--- begin Provided records ---
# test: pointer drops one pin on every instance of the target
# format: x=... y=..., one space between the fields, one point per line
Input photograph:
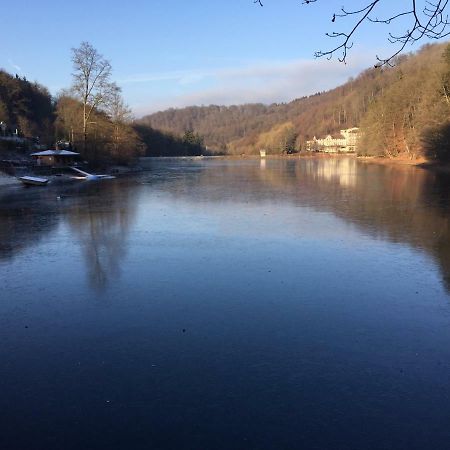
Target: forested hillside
x=26 y=106
x=402 y=110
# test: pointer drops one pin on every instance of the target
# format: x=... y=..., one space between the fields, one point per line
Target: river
x=228 y=304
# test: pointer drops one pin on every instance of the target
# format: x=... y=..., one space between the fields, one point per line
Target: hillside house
x=344 y=142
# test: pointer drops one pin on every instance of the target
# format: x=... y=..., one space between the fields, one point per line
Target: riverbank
x=7 y=180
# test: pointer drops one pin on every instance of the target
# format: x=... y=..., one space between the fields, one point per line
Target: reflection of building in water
x=342 y=170
x=344 y=142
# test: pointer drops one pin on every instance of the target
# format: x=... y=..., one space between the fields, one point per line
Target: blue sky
x=175 y=53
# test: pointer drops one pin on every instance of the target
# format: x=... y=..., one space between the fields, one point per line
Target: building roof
x=55 y=153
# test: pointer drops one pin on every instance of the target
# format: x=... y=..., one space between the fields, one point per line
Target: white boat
x=33 y=181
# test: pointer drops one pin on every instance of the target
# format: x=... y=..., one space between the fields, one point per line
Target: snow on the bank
x=7 y=179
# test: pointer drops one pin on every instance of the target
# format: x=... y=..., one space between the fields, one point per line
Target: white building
x=345 y=142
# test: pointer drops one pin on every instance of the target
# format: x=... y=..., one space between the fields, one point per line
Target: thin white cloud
x=265 y=82
x=15 y=66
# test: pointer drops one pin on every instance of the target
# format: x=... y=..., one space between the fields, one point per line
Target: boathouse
--- end Provided records ---
_Exercise directions_. Copy every line of the rows above word for word, and leave the pictures out of your copy.

_Task solution_.
# test: pointer drops one pin on every instance of the target
# format: x=... y=..., one space between the fields, one point per line
Input photograph:
Target: forested hillside
x=26 y=106
x=402 y=110
# test: pointer drops one pin on every instance of the target
# format: x=... y=..., one space between the fields, one point per line
Target: river
x=228 y=304
# test: pointer drops one pin on every instance of the target
# format: x=... y=..., one space between the fields, one point per line
Target: hillside house
x=344 y=142
# test: pointer drops one pin on every instance of the target
# format: x=... y=..., one space between the fields, one point per line
Target: riverbank
x=7 y=180
# test: pointer drops one pin on every instance of the target
# format: x=... y=..., one space between the fields, one point per line
Target: reflection of building in water
x=342 y=170
x=344 y=142
# test: pointer drops one pin on every instance of the target
# format: x=... y=..., one space between the fields, one point per line
Target: blue sky
x=175 y=53
# test: pointer drops one pin on every instance of the target
# format: x=... y=..., one space between the fields, one point per line
Target: building roof
x=55 y=153
# test: pointer drops one pin on every instance of the target
# format: x=... y=..., one space between the fields, one point per line
Target: white boat
x=33 y=181
# test: pointer drops one pin on every instance of the target
# format: x=... y=..., one space between the fields, one point per line
Target: snow on the bank
x=7 y=179
# test: pointer drops one pin on every instance of the target
# format: x=... y=..., one space between the fields, one point per line
Target: white building
x=345 y=142
# test: pointer drops one pin on every instance of the target
# format: x=... y=..., one space between the fields, one point per line
Target: thin white cloud
x=265 y=82
x=15 y=66
# test: pointer drops one pin on every instance of the target
# format: x=... y=..., one space between the fields, one point per line
Target: boathouse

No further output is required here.